■ WHAT TO WORK ON ■
• a. Rewrite the film entry between "- Music by: Deva" and "Vishalakshammana Ganda (2001).", inclusive, changing "Kannada" to "Telugu".
• b. According to the film entry, in what year was the Hindi version, Papa The Great, released?
• c. Continue the film entry from its last sentence.

BEGIN EXTRACT TO READ

- Title card
- Directed by: K. Bhagyaraj
- Written by: K. Bhagyaraj
- Produced by: Poornima Bhagyaraj
- Starring: K. Bhagyaraj; Nagma; Sai Kumar; Shanthanu;
- Cinematography: K. S. Prakash Rao
- Edited by: R. V. K. Madhavan Jaikumar S.
- Music by: Deva
- Production company: Saranya Cine Creations
- Release date: 6 March 1998;
- Country: India
- Language: Tamil

= Vaettiya Madichu Kattu =

1998 film by K. Bhagyaraj

Vaettiya Madichu Kattu is a 1998 Indian Tamil-language action comedy film written and directed by K. Bhagyaraj. The film stars himself in lead role with his real-life son Shanthanu portraying his son with Nagma and Sai Kumar playing supporting roles. It was released on 6 March 1998. The film was simultaneously shot in Hindi as Papa The Great, which had a delayed release in 2000. The film was remade in Kannada as Vishalakshammana Ganda (2001).

END EXTRACT TO READ
BEGIN DATASET EXCERPTS

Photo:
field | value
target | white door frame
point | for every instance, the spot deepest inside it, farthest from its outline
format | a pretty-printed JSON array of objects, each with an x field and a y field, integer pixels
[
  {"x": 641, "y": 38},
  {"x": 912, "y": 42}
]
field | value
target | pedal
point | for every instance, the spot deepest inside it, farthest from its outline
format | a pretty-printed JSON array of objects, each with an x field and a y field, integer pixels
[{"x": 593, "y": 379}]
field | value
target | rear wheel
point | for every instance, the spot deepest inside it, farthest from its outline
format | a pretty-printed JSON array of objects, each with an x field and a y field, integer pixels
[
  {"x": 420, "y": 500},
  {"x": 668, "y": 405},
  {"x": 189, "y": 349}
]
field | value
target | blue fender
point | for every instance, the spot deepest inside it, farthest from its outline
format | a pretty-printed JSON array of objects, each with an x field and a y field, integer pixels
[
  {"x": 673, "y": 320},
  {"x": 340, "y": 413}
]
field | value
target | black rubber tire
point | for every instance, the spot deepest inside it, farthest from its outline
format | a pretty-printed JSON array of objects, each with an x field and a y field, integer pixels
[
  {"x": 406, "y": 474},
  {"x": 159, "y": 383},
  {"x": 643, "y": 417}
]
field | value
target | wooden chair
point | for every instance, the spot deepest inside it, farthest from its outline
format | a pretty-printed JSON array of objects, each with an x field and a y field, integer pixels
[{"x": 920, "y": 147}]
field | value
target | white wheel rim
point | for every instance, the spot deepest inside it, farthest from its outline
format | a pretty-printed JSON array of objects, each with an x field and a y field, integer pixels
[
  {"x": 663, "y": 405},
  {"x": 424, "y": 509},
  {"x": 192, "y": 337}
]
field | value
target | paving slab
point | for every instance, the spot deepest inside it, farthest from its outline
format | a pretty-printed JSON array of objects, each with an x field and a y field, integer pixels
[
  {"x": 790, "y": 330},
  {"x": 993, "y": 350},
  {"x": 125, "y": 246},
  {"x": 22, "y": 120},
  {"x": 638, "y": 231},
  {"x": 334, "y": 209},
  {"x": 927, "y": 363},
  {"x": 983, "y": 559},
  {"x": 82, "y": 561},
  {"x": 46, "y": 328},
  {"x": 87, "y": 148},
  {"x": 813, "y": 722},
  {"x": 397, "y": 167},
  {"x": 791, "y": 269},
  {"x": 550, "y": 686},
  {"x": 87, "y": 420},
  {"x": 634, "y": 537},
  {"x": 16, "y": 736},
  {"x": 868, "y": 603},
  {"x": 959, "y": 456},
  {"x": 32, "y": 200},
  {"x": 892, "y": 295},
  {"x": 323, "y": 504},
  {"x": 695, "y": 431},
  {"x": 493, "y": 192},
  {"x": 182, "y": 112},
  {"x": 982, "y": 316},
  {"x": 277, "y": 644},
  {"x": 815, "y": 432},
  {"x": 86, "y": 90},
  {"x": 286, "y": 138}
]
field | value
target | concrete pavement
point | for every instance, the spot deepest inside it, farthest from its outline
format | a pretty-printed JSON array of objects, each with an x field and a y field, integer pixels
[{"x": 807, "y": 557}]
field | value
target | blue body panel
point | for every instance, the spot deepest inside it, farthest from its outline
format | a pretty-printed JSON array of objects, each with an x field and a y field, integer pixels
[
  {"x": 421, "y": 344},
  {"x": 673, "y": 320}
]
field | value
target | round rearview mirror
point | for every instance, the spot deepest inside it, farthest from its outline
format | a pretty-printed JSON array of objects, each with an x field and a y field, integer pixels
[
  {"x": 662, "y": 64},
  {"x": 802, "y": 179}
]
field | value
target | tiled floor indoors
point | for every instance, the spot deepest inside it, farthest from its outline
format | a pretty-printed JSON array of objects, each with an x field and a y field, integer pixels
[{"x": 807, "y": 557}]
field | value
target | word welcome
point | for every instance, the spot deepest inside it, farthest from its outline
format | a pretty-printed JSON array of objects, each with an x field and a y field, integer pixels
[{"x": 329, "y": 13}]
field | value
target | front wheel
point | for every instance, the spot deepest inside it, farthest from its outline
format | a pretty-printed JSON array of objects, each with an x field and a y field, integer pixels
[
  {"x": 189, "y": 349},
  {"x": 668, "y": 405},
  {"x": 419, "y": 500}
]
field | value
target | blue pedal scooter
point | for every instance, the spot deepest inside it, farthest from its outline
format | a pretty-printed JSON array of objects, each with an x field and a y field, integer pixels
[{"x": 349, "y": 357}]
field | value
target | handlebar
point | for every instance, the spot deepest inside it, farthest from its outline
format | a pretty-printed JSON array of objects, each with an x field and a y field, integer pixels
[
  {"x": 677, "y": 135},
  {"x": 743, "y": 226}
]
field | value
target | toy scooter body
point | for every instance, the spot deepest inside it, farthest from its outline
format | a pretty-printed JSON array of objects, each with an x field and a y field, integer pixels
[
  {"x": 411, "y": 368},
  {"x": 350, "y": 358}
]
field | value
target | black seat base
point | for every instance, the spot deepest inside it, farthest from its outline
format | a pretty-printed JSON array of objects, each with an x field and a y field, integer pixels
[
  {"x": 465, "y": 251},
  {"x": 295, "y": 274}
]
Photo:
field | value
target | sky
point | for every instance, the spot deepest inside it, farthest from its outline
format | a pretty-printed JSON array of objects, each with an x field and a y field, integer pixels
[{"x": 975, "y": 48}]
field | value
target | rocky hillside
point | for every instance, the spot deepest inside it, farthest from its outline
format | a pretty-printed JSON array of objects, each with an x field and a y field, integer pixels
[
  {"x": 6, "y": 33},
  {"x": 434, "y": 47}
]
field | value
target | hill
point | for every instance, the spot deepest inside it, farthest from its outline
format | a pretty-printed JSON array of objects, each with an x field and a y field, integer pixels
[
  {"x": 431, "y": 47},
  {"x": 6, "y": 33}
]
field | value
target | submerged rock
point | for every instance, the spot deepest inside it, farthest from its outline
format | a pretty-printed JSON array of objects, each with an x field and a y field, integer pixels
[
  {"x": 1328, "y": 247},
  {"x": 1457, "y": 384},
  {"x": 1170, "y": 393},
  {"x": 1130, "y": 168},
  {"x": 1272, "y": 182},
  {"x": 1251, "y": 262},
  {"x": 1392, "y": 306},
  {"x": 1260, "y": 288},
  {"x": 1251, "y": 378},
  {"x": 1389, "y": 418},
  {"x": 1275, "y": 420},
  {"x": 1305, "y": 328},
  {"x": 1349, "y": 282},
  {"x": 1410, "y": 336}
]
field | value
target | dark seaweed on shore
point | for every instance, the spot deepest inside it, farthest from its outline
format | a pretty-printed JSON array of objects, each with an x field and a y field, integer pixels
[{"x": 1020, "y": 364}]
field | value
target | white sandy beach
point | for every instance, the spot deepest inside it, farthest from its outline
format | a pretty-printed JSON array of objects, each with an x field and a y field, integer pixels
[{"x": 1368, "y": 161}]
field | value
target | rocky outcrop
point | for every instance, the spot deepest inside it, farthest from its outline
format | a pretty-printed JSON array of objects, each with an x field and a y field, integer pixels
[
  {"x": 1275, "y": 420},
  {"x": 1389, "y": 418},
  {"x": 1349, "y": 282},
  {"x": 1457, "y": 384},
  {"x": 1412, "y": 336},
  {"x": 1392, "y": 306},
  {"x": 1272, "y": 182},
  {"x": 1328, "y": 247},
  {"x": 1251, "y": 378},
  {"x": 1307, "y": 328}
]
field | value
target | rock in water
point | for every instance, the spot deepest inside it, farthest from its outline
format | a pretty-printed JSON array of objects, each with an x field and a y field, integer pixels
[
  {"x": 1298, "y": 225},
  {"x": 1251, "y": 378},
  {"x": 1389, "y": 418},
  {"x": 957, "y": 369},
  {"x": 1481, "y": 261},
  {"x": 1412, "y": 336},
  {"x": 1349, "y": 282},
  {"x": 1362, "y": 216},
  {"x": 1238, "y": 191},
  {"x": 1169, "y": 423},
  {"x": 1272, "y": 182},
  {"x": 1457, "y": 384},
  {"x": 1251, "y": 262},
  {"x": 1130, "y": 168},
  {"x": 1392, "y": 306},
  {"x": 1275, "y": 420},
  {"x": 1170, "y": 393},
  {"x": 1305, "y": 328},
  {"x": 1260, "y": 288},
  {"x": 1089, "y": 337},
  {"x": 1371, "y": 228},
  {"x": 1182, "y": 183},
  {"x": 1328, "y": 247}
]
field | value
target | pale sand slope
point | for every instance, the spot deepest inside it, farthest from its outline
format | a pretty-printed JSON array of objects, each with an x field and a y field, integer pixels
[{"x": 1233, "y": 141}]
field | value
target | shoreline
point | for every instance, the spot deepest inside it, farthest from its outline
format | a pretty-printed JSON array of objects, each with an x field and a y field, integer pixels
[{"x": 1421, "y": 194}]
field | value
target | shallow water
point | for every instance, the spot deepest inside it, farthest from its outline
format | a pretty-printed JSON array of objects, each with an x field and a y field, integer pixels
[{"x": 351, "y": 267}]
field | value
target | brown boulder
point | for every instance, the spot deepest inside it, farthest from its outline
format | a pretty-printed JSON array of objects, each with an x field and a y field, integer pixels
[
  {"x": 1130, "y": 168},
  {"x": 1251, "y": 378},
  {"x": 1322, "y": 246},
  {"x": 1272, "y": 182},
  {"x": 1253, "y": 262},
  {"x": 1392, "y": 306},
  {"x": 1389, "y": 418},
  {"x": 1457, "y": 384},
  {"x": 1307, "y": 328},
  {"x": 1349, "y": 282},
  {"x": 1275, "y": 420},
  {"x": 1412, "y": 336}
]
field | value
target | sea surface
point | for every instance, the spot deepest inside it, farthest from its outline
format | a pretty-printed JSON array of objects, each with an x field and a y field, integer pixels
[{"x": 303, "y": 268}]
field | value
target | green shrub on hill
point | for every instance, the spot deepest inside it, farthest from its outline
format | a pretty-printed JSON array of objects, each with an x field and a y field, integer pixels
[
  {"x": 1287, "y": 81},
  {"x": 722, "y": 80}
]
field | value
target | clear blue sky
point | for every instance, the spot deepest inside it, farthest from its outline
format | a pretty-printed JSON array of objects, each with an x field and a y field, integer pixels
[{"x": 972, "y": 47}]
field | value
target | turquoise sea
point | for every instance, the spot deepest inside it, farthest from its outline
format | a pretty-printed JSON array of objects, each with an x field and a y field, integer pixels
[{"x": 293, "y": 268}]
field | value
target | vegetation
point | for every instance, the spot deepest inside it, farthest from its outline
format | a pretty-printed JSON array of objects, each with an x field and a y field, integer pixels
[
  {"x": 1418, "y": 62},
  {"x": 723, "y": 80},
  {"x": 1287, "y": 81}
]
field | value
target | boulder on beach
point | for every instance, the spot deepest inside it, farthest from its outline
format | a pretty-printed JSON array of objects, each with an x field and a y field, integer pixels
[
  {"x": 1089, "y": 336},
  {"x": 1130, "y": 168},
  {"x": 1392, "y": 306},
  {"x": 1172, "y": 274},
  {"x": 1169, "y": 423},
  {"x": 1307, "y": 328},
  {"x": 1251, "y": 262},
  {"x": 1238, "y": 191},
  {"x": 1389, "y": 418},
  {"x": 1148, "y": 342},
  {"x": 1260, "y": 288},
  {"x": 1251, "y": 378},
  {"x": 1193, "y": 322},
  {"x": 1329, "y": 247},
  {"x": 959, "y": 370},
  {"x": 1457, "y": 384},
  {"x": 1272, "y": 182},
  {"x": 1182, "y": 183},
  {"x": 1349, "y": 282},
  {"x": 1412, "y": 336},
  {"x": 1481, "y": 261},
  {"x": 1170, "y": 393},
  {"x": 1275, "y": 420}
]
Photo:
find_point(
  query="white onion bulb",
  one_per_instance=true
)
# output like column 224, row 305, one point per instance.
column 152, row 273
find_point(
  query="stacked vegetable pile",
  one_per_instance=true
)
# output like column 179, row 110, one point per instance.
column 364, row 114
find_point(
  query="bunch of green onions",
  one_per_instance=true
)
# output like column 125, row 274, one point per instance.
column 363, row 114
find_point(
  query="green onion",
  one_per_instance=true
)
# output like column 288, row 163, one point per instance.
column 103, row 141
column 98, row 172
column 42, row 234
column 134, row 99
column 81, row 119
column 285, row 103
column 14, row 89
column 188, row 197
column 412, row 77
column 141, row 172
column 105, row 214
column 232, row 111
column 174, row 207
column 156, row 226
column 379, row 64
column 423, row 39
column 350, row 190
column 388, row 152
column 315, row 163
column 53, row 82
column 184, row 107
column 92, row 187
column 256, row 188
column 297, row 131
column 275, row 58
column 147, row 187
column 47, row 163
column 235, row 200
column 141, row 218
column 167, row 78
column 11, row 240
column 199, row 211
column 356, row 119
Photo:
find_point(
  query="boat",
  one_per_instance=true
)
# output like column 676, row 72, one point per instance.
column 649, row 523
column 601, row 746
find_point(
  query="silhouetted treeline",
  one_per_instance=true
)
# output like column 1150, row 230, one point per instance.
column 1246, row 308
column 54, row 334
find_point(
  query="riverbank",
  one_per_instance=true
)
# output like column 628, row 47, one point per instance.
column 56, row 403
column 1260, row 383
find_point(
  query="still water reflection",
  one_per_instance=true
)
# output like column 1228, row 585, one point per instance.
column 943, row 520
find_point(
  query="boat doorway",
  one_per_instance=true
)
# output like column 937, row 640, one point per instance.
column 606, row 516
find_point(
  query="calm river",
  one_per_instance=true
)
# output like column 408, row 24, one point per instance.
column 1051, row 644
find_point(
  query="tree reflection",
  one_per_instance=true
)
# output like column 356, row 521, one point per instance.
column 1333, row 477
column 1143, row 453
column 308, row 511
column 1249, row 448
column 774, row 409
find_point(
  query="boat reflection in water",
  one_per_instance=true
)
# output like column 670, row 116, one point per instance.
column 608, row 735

END DATASET EXCERPTS

■ OUTPUTS FOR THE TASKS ■
• a.
- Music by: Deva
- Production company: Saranya Cine Creations
- Release date: 6 March 1998;
- Country: India
- Language: Tamil

= Vaettiya Madichu Kattu =

1998 film by K. Bhagyaraj

Vaettiya Madichu Kattu is a 1998 Indian Tamil-language action comedy film written and directed by K. Bhagyaraj. The film stars himself in lead role with his real-life son Shanthanu portraying his son with Nagma and Sai Kumar playing supporting roles. It was released on 6 March 1998. The film was simultaneously shot in Hindi as Papa The Great, which had a delayed release in 2000. The film was remade in Telugu as Vishalakshammana Ganda (2001).

• b. 2000

• c.
== Plot ==

Jaiprakash BE is a cowardly engineer based in Mumbai. A Tamilian, he lives with his wife and his son Sonu. One day, he meets a fellow Tamilian (S. S. Chandran) who is in Mumbai to search for his sister and brother-in-law, who later turn out to be thieves. He gives him shelter for few days in his house. Later, Jaiprakash sees a murder committed by Raaka, and testifies against him in the court, after which Raaka challenges to kill him and later escapes from the jail. Meanwhile, Madurai Muthupandi stays in Jai's house pretending to be his and Pooja's uncle in front of either of them. Later it is revealed that Muthupandi was invited to Mumbai by Chandran, who wanted to pay for the gratitude Jai had done to him. In a celebration during Holi festival Muthupandi is forced to drink Bhaang by Jai and others. He gets stabbed twice in an attempt to protect Jai from Raaka and kills one of Raaka's men in the process. On persuasion from his wife, Jai decides to leave for Chennai along with his family forever, and arranges to pay for Muthupandi's treatment, leaving Chandran to take care of him.

As Jaiprakash is about to leave his colony with his wife and son, Raaka arrives along with his men to kill him. He is accosted by Sonu, Jai's son, who has been perceiving his father as a brave and courageous man all along. Sonu calls Jai to fight Raaka and his men. Jai's wife asks him to run away, but Jai, who feels that his son will be a coward all his life if he runs away, steps forward bravely to face Raaka without fearing for his life. He defeats all of Raaka'a men and breaks both of Raaka's hands in a fight. Muthupandi, who has arrived from the hospital, then wishes Jai good luck for the rest of his life. The film ends with Jai and Sonu hugging each other.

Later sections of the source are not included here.